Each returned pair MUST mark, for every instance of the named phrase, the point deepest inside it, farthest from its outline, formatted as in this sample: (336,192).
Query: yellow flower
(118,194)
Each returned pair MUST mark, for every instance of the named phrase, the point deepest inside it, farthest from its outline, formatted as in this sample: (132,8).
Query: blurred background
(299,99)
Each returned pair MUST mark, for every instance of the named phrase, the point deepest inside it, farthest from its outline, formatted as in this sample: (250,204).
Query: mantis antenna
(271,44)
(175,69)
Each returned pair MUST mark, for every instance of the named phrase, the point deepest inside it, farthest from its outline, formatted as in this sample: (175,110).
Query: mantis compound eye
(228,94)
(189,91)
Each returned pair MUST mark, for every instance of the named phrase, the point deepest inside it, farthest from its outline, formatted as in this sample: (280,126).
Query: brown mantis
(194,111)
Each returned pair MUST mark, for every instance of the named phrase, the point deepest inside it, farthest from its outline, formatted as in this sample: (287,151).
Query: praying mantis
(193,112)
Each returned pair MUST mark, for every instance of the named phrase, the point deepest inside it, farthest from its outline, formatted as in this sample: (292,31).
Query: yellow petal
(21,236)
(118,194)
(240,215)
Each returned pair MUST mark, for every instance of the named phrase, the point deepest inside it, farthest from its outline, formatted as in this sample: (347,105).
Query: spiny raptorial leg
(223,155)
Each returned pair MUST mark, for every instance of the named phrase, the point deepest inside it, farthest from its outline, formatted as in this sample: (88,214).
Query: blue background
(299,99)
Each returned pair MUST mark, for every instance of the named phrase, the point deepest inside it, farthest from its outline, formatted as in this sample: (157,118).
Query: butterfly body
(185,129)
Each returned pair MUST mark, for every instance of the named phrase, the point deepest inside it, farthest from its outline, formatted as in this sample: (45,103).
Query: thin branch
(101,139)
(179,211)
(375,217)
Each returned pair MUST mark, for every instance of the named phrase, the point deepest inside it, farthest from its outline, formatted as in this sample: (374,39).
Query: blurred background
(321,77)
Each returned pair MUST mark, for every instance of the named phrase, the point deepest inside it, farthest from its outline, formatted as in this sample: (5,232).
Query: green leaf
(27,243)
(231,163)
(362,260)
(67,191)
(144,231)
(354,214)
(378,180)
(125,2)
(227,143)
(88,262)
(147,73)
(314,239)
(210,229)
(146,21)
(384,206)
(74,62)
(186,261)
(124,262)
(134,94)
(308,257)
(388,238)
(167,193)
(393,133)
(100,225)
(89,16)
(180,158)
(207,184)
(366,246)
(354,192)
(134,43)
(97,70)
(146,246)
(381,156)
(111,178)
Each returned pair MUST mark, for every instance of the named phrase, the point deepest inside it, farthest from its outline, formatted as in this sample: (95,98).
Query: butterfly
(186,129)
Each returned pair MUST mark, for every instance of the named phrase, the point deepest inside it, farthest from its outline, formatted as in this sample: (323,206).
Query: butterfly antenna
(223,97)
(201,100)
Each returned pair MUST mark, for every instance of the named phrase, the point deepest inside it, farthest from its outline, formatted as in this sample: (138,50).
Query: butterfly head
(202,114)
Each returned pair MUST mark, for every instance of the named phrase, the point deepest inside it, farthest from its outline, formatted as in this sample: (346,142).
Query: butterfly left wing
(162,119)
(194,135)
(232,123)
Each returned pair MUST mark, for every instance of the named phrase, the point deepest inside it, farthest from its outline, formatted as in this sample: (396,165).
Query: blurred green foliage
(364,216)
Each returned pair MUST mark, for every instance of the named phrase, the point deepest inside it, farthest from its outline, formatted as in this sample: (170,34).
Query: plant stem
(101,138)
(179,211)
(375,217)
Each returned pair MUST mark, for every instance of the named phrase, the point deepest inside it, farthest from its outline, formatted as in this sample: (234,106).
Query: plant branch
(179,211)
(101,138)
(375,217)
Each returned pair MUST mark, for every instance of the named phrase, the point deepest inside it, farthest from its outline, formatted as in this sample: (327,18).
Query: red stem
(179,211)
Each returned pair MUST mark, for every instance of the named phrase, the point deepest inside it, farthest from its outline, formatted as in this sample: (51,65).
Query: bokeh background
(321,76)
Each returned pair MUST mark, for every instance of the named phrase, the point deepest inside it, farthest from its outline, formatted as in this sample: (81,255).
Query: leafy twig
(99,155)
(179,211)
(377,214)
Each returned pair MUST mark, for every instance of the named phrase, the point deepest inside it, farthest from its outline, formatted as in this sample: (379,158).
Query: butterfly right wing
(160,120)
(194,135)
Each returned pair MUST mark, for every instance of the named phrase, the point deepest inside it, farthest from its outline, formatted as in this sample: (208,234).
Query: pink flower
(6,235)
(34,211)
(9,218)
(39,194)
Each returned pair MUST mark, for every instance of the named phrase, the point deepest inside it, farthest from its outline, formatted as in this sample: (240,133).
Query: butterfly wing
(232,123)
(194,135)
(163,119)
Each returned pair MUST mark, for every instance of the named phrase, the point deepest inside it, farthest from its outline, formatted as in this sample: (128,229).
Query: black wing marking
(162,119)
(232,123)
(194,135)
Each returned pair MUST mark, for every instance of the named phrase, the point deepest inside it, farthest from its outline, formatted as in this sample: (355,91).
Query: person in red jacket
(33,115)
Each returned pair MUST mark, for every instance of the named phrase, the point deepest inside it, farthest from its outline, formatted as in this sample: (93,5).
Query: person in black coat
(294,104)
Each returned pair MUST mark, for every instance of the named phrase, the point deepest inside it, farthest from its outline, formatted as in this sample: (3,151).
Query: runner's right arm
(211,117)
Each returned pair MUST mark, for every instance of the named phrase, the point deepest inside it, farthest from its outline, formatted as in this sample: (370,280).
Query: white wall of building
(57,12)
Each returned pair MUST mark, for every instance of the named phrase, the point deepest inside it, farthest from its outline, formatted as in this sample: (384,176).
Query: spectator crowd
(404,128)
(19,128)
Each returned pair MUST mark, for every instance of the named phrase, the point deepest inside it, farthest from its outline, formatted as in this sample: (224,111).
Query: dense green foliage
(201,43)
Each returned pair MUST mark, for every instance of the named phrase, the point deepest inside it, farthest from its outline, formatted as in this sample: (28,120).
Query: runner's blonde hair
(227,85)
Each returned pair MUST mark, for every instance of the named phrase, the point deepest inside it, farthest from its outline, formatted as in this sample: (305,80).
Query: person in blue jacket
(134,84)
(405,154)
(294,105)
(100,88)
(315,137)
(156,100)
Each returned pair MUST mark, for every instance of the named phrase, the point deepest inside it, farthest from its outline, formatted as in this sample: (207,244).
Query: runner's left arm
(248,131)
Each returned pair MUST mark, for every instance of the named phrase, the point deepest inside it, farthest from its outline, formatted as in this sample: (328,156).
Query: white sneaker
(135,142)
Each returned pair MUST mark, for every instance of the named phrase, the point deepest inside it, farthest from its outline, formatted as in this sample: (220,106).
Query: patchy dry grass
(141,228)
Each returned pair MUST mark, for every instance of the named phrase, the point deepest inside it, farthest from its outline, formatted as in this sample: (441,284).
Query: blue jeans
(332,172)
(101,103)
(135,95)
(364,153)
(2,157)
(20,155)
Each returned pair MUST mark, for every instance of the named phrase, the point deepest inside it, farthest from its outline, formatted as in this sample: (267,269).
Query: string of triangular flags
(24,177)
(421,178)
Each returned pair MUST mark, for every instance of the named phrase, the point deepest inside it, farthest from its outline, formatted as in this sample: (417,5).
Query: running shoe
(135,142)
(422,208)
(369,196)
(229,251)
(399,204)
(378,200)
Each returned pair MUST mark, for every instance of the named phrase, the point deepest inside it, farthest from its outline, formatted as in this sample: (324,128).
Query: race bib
------------------------------
Set exercise: Take the records above and return them exactly as written.

Response:
Each returned pair MUST mark, for every instance of the named phrase, the point deepest inside it, farthest from its outline, formatted as in this sample: (336,192).
Query: yellow flower
(118,194)
Each returned pair MUST mark, for every instance of the named phrase, the point deepest inside it, farthest from its outline, formatted as in this sample: (132,8).
Query: blurred background
(299,99)
Each returned pair MUST mark, for every instance of the named phrase, the point deepest inside it, farthest from its outline, formatted as in this sample: (250,204).
Query: mantis antenna
(271,44)
(175,69)
Each returned pair MUST mark, for every instance of the named phrase, the point deepest inside it, farthest from its outline, formatted as in this sample: (175,110).
Query: mantis compound eye
(228,94)
(189,91)
Each returned pair MUST mark, for every instance of the named phrase, the point deepest inside it, farthest from its outline, formatted as in this sample: (280,126).
Query: brown mantis
(194,111)
Each returned pair MUST mark, for every instance of the named phrase, the point deepest inside it, farthest from its outline, formatted as in this sample: (287,151).
Query: praying mantis
(193,112)
Each returned pair MUST mark, for every instance of the named phrase, the point deepest inside it, farthest from its outline, formatted as in this sample: (292,31).
Query: yellow petal
(21,236)
(118,194)
(240,215)
Each returned pair MUST mark, for every instance of the named phrase, the point deepest inside it, farthest from its outline, formatted as in this sample: (347,105).
Query: spiny raptorial leg
(223,155)
Each returned pair MUST mark, for every instance of the named phrase, the point deepest inside it, farthest from its outline, formatted as in this sample: (88,214).
Query: blue background
(299,99)
Each returned pair MUST mark, for every instance of the named phrase, the point deepest inside it, farthest from its outline, formatted as in this sample: (157,118).
Query: butterfly body
(185,129)
Each returned pair MUST mark, for every instance of the named phrase, the point deepest inside it, farthest from its outline, formatted as in this sample: (45,103).
Query: thin branch
(101,139)
(179,211)
(375,217)
Each returned pair MUST mark, for every instance of the named phrase, the point deepest inside it, farthest from its outline, formatted as in this sample: (374,39).
Query: blurred background
(321,77)
Each returned pair MUST mark, for every instance of the named phrase, the point deepest inside it, farthest from its outline, formatted as in this sample: (5,232).
Query: green leaf
(27,243)
(231,163)
(362,260)
(67,191)
(144,231)
(354,214)
(378,180)
(125,2)
(227,143)
(88,262)
(147,73)
(314,239)
(210,229)
(146,21)
(384,206)
(74,62)
(186,261)
(124,262)
(134,94)
(308,257)
(388,238)
(167,193)
(393,133)
(100,225)
(89,16)
(180,158)
(207,184)
(366,246)
(354,192)
(134,43)
(97,70)
(146,246)
(381,156)
(111,178)
Each returned pair MUST mark, for every instance of the named phrase, the point deepest inside it, farthest from its outline, formatted as in this sample: (95,98).
Query: butterfly
(186,129)
Each returned pair MUST mark, for every instance of the named phrase, the point deepest inside it, farthest from its outline, formatted as in this sample: (323,206).
Query: butterfly antenna
(223,97)
(201,100)
Each returned pair MUST mark, for every instance of the named phrase, the point deepest inside it, farthest from its outline, formatted as in this sample: (138,50).
Query: butterfly head
(202,114)
Each returned pair MUST mark, for every instance of the named phrase, the point deepest inside it, farthest from its outline, formatted as in this sample: (346,142).
Query: butterfly left wing
(162,119)
(194,135)
(232,123)
Each returned pair MUST mark, for every instance of the named phrase, the point deepest inside it, farthest from its outline, formatted as in this sample: (396,165).
Query: blurred green foliage
(364,216)
Each returned pair MUST mark, for every instance of the named phrase, the point deepest inside it, farthest from its outline, formatted as in this sample: (170,34).
Query: plant stem
(101,138)
(179,211)
(375,217)
Each returned pair MUST mark, for every instance of the named phrase, the point deepest inside it, farthest from its outline, formatted as in this sample: (234,106).
Query: plant branch
(179,211)
(101,138)
(375,217)
Each returned pair MUST mark, for every instance of the named phrase, the point deepest inside it, farthest from its outline, formatted as in this sample: (327,18).
Query: red stem
(179,211)
Each returned pair MUST mark, for every instance of the named phrase, the point deepest inside it, farthest from its outline, formatted as in this sample: (51,65).
Query: bokeh background
(321,76)
Each returned pair MUST mark, for every instance of the named phrase, the point deepest inside it, farthest from its outline, formatted as in this sample: (81,255).
Query: leafy twig
(99,155)
(179,211)
(377,214)
Each returned pair MUST mark, for every instance of the named phrase, the point deepest inside it, farthest from its outline, formatted as in this sample: (379,158).
Query: butterfly right wing
(160,120)
(194,135)
Each returned pair MUST mark, for every instance of the named phrase, the point deepest inside it, farthest from its outline, formatted as in this sample: (208,234).
Query: pink flower
(6,235)
(34,211)
(9,218)
(39,194)
Each returned pair MUST mark, for every instance of the named phrase, the point deepest inside it, farthest from its outline, formatted as in this sample: (240,133).
Query: butterfly wing
(232,123)
(194,135)
(163,119)
Each returned pair MUST mark, for every instance of the named phrase, the point deepest inside it, farthest from its outline, formatted as in this sample: (128,229).
Query: black wing marking
(162,119)
(232,123)
(194,135)
Each returned pair MUST mark, for every instance of the named phrase, the point deepest inside it, farthest from its outline, formatted as in this sample: (355,91).
Query: person in red jacket
(33,115)
Each returned pair MUST mark, for every instance of the named phrase, the point deepest inside it, farthest from its outline, formatted as in this sample: (93,5).
Query: person in black coat
(294,104)
Each returned pair MUST mark, for every instance of the named phrase, the point deepest inside it, farthest from its outline, formatted as in this sample: (3,151).
Query: runner's right arm
(211,117)
Each returned pair MUST mark, for every instance of the named phrase, the point deepest inside it, farthest from its outline, formatted as in this sample: (370,280).
Query: white wall of building
(57,12)
Each returned pair MUST mark, for every instance of the named phrase, the point deepest inside it, farthest from its outline, formatted as in this sample: (384,176).
Query: spectator crowd
(404,128)
(19,128)
Each returned pair MUST mark, for every instance of the named phrase, the point deepest inside it, farthest from its outline, formatted as in this sample: (224,111).
Query: dense green foliage
(201,43)
Each returned pair MUST mark, for every instance of the named phrase, the point deepest inside it, farthest from its outline, formatted as in this sample: (28,120).
Query: runner's blonde hair
(227,85)
Each returned pair MUST mark, for every instance of the named phrase, the point deepest inside it, farthest from its outline, formatted as in this sample: (305,80).
Query: person in blue jacket
(134,84)
(405,154)
(294,105)
(100,88)
(315,137)
(156,100)
Each returned pair MUST mark, for every instance of the named phrase, the point deepest inside it, farthest from its outline, formatted as in this sample: (207,244).
Query: runner's left arm
(248,131)
Each returned pair MUST mark, for every instance of the named phrase, the point deepest inside it, farthest from its outline, formatted as in this sample: (328,156).
Query: white sneaker
(135,142)
Each returned pair MUST mark, for every instance of the named phrase, the point deepest inside it, farthest from its outline, formatted as in this sample: (220,106).
Query: patchy dry grass
(141,228)
Each returned pair MUST mark, for every instance of the named phrase, the point deepest inside it, farthest from its outline, formatted as in this sample: (441,284).
Query: blue jeans
(332,172)
(101,103)
(135,95)
(364,153)
(2,157)
(20,155)
Each returned pair MUST mark, for every instance of the named phrase, the point deepest inside it, farthest from its outline, formatted as in this sample: (267,269).
Query: string of triangular flags
(24,177)
(421,178)
Each returned pair MUST mark, for every instance of the named phrase, the point deepest inside it, farthest from its outline, formatted as in this sample: (417,5).
Query: running shoe
(135,142)
(422,208)
(369,196)
(229,251)
(399,204)
(378,200)
Each returned pair MUST mark, for every instance of the named phrase, the point deepest inside it, farthest from its outline, formatted as in this sample: (324,128).
Query: race bib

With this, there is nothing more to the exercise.